**Written request**.
Count the lines in the records below that contain the string "rock", treating uppercase and lowercase as different, and reply with the number alone.

**Point-based annotation data**.
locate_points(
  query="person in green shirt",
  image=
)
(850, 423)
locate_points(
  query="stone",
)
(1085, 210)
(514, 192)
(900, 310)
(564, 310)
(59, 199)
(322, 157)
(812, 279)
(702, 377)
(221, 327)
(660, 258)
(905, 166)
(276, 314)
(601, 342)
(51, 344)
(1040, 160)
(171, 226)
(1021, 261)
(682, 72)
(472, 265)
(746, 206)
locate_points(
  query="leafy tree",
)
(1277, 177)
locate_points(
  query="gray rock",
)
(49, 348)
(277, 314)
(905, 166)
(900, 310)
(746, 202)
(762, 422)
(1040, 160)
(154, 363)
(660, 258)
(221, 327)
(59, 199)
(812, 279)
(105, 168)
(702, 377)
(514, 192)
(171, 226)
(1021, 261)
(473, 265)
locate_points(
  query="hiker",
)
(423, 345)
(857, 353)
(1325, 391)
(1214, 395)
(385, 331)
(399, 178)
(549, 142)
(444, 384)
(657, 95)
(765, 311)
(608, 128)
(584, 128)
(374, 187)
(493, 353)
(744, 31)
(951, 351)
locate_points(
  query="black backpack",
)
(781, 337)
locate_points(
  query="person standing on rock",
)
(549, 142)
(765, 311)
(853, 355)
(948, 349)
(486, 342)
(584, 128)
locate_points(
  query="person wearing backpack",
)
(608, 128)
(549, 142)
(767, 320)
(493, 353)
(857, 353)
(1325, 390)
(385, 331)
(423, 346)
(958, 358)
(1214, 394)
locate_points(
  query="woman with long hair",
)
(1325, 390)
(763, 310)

* * *

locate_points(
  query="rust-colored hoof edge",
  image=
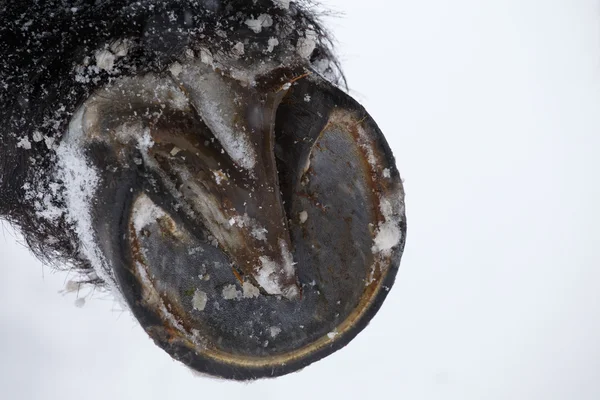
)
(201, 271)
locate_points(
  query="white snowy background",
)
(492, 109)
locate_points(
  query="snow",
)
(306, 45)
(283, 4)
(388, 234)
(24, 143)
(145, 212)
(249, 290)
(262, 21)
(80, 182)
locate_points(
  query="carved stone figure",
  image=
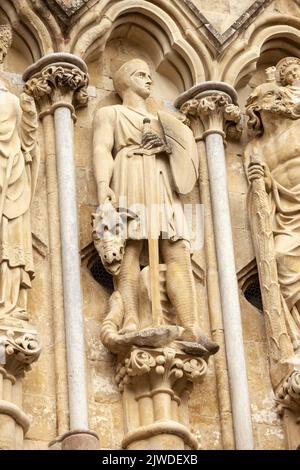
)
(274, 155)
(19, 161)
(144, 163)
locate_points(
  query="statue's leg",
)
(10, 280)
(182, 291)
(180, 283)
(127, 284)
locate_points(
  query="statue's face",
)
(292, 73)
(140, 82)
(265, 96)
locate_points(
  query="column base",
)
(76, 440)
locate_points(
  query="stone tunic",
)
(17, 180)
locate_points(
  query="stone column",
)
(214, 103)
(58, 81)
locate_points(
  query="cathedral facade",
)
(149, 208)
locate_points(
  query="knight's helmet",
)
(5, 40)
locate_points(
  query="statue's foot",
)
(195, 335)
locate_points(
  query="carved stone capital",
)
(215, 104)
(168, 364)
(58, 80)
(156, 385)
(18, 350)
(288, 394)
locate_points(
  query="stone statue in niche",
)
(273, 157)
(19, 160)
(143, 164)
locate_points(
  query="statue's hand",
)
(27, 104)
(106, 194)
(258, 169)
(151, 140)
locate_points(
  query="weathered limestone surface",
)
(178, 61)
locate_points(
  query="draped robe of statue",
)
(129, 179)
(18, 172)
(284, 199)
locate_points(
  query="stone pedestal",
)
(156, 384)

**Answer to this problem**.
2